To do >> Reproduce each of the records below word for word.

-- START --

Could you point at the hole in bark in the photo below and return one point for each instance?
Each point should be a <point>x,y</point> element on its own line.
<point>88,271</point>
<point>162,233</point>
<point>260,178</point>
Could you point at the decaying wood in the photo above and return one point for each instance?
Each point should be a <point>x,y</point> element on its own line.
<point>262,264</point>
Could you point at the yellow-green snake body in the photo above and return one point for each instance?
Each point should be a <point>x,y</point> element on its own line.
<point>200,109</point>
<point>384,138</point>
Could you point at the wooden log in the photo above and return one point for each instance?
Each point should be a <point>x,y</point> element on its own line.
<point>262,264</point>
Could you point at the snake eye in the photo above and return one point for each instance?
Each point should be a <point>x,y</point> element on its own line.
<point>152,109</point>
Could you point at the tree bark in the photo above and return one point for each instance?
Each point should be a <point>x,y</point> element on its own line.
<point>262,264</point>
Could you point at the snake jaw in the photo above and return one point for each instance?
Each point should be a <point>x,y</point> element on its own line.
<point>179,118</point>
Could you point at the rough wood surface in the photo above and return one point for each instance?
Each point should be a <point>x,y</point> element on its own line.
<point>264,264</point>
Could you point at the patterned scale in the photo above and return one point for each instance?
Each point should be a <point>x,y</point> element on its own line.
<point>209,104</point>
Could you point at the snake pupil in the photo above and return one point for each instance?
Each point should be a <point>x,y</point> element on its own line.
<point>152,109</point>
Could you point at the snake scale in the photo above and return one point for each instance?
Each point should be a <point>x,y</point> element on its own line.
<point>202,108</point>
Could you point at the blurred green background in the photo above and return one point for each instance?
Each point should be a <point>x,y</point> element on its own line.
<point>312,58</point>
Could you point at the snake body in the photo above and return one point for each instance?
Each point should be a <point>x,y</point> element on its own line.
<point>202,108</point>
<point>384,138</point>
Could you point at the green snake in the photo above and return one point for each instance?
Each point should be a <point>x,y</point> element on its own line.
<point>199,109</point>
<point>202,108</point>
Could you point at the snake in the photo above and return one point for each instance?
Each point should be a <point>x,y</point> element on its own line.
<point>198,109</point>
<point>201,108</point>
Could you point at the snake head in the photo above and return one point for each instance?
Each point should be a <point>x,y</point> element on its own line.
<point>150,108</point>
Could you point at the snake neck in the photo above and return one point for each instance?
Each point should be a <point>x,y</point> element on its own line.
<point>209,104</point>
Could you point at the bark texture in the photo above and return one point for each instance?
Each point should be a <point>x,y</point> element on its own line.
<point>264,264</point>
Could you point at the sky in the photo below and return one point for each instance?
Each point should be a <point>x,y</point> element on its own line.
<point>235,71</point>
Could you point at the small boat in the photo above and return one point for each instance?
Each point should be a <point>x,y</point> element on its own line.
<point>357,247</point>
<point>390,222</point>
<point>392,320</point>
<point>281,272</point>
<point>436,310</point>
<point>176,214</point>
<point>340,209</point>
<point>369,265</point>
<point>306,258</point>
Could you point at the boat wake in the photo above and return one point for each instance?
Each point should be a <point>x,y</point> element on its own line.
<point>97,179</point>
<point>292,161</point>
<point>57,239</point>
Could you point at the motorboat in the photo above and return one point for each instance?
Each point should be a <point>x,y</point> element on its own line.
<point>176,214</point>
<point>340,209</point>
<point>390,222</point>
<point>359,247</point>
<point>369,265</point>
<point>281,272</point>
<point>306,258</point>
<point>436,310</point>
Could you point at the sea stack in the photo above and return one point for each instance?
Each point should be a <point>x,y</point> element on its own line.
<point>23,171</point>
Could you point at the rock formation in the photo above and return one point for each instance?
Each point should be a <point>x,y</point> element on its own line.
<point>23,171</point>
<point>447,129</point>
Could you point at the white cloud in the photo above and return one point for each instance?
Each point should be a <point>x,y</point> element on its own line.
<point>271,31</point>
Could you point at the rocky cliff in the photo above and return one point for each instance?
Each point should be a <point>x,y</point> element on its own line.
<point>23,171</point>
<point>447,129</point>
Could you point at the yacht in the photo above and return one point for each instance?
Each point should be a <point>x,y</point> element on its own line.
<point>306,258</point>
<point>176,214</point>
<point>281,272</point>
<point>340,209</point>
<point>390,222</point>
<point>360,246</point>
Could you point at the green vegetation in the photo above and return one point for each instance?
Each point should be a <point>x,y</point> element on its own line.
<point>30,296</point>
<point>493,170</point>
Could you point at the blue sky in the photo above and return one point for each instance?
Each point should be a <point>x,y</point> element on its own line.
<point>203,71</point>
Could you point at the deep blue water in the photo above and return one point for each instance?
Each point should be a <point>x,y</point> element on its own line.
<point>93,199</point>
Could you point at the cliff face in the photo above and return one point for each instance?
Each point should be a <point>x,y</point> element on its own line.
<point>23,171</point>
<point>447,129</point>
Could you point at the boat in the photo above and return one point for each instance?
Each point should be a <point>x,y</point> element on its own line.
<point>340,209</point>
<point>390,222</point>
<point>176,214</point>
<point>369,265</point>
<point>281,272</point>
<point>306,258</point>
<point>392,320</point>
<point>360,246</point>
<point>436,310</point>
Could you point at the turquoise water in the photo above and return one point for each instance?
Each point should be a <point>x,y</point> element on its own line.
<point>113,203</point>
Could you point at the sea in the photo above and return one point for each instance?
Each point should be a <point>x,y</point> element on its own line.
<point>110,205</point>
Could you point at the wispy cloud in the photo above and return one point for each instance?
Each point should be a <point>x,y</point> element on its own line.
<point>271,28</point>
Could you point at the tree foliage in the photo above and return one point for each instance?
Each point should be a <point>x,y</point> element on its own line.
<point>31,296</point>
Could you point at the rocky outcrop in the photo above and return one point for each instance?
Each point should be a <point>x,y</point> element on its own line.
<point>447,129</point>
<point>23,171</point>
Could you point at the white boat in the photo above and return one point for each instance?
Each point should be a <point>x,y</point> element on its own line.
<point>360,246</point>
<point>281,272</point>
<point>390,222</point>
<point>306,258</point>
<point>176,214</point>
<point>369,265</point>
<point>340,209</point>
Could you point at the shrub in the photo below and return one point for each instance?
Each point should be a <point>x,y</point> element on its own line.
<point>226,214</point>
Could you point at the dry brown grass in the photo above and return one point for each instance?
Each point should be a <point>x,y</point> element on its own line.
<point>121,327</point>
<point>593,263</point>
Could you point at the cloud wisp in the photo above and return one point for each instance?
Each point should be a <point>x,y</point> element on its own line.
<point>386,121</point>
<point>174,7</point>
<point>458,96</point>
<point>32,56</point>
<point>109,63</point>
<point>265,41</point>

-- END --

Response below >>
Could you point at the hole in bark in the photo below and return one point for each instance?
Each point should be a <point>x,y</point> element on its own line.
<point>88,271</point>
<point>162,233</point>
<point>260,178</point>
Could you point at the decaying wood in the photo above and return one point for each instance?
Each point should be a <point>x,y</point> element on its own line.
<point>262,264</point>
Could you point at the yellow-green snake body in the photo above and return one point for each instance?
Each point should be a <point>x,y</point> element on its own line.
<point>200,109</point>
<point>384,138</point>
Could you point at the wooden log in the photo above and return one point for each instance?
Each point should be a <point>x,y</point> element on its own line.
<point>262,264</point>
Could you point at the snake eye in the photo above and return one point for each instance?
Each point should be a <point>x,y</point> element on its own line.
<point>152,109</point>
Could you point at the tree bark in the photo above and return one point for each instance?
Each point should be a <point>x,y</point> element on its own line.
<point>262,264</point>
Could you point at the snake jaw in the photo above and return one point for each instance?
Each point should be a <point>x,y</point> element on its own line.
<point>179,118</point>
Could you point at the rough wood surface in the photo above and return one point for each instance?
Each point should be a <point>x,y</point> element on its own line.
<point>264,264</point>
Could you point at the patterned scale in the photo above and return one point for each instance?
Each point should be a <point>x,y</point> element on its own line.
<point>209,104</point>
Could you point at the snake pupil in the photo above and return one point for each instance?
Each point should be a <point>x,y</point> element on its own line.
<point>152,109</point>
Could you point at the snake scale in the photo above and return one point for each instance?
Each point should be a <point>x,y</point> element on its own line.
<point>202,108</point>
Could you point at the blurred green background in the photo above and return one point for each instance?
Each point should be a <point>x,y</point> element on its own line.
<point>312,58</point>
Could you point at the snake body in the photo above and return one point for each instance?
Each point should be a <point>x,y</point> element on its own line.
<point>202,108</point>
<point>384,138</point>
Could you point at the green snake in the photo above and return one point for each instance?
Each point should be a <point>x,y</point> element on its own line.
<point>199,109</point>
<point>202,108</point>
Could you point at the snake in the photo above and return one point for each instance?
Each point should be a <point>x,y</point> element on its own line.
<point>198,109</point>
<point>201,108</point>
Could you point at the snake head in the photo above and return one point for each instance?
Each point should be a <point>x,y</point> element on its own line.
<point>150,108</point>
Could you point at the snake neck in the photo above and return one point for each instance?
Each point should be a <point>x,y</point> element on its own line.
<point>209,104</point>
Could you point at the bark texture in the photo above and return one point for each instance?
Each point should be a <point>x,y</point> element on its own line.
<point>264,264</point>
Could you point at the sky in the photo below and return one point for each instance?
Each point should be a <point>x,y</point> element on its own line.
<point>235,71</point>
Could you point at the small boat in the photo above and return one point for each instance?
Each point should be a <point>x,y</point> element on its own line.
<point>357,247</point>
<point>390,222</point>
<point>392,320</point>
<point>281,272</point>
<point>436,310</point>
<point>176,214</point>
<point>340,209</point>
<point>369,265</point>
<point>306,258</point>
Could you point at the boat wake in the photo above and return one point for each instance?
Each point should be a <point>x,y</point> element on its own line.
<point>97,179</point>
<point>292,161</point>
<point>57,239</point>
Could you point at the motorboat in the photo above and return one point for each instance?
Each point should be a <point>x,y</point> element on its own line.
<point>176,214</point>
<point>340,209</point>
<point>390,222</point>
<point>359,247</point>
<point>369,265</point>
<point>281,272</point>
<point>306,258</point>
<point>436,310</point>
Could you point at the sea stack in the photo above and return one point for each instance?
Each point should be a <point>x,y</point> element on its own line.
<point>23,171</point>
Could you point at the rock formation in the photo above and return one point for each instance?
Each point should be a <point>x,y</point> element on its own line.
<point>23,171</point>
<point>447,129</point>
Could you point at the white cloud in the photo above and return one point for each instance?
Each point should be a <point>x,y</point> element on its own line.
<point>271,31</point>
Could you point at the rocky cliff in the photo above and return one point for each instance?
Each point should be a <point>x,y</point> element on its own line.
<point>23,171</point>
<point>447,129</point>
Could you point at the yacht in the photo above and return one point for each instance?
Each point should be a <point>x,y</point> element on its own line.
<point>306,258</point>
<point>176,214</point>
<point>281,272</point>
<point>340,209</point>
<point>390,222</point>
<point>360,246</point>
Could you point at the green vegetation in the photo above and return one point for each instance?
Each point should be a <point>x,y</point> element on its own line.
<point>30,296</point>
<point>493,170</point>
Could you point at the blue sky in the photo above and return one point for each instance?
Each point should be a <point>x,y</point> element on its own line.
<point>203,71</point>
Could you point at the deep blue water in the photo above and return one point for each instance?
Each point should be a <point>x,y</point> element on its own line.
<point>93,199</point>
Could you point at the cliff face in the photo above and return one point for each instance?
Each point should be a <point>x,y</point> element on its own line.
<point>23,171</point>
<point>447,129</point>
Could you point at the boat in the photo above and return one point for each instance?
Each point should be a <point>x,y</point> element on its own line.
<point>340,209</point>
<point>390,222</point>
<point>176,214</point>
<point>369,265</point>
<point>281,272</point>
<point>306,258</point>
<point>392,320</point>
<point>360,246</point>
<point>436,310</point>
Could you point at the turquoise water in the photo above and return one point for each instance?
Each point should be a <point>x,y</point> element on its own line.
<point>113,203</point>
Could you point at the sea in the photo above and return one point for each instance?
Each point should be a <point>x,y</point> element on its own line.
<point>110,205</point>
Could you point at the wispy cloud in the photo above and return one point for each instance?
Each point should be a <point>x,y</point> element on its own line.
<point>271,28</point>
Could you point at the tree foliage in the photo above and return one point for each instance?
Each point should be a <point>x,y</point> element on its own line.
<point>31,296</point>
Could you point at the rocky outcrop in the photo above and return one point for each instance?
Each point should be a <point>x,y</point> element on its own line.
<point>447,129</point>
<point>23,171</point>
Could you point at the white boat in the photo above and return one point for each instance?
Each point should be a <point>x,y</point> element on its own line.
<point>360,246</point>
<point>281,272</point>
<point>390,222</point>
<point>306,258</point>
<point>176,214</point>
<point>369,265</point>
<point>340,209</point>
Could you point at the shrub in the photo below and return one point for each instance?
Each point should be a <point>x,y</point> element on its own line.
<point>226,214</point>
Could you point at the dry brown grass in the photo above and return one point for each instance?
Each point should be a <point>x,y</point> element on its own line.
<point>121,327</point>
<point>593,263</point>
Could you point at the cloud wisp in the photo above and return one point for each instance?
Each point should be a <point>x,y</point> element on its own line.
<point>386,121</point>
<point>174,7</point>
<point>458,96</point>
<point>32,56</point>
<point>109,63</point>
<point>265,41</point>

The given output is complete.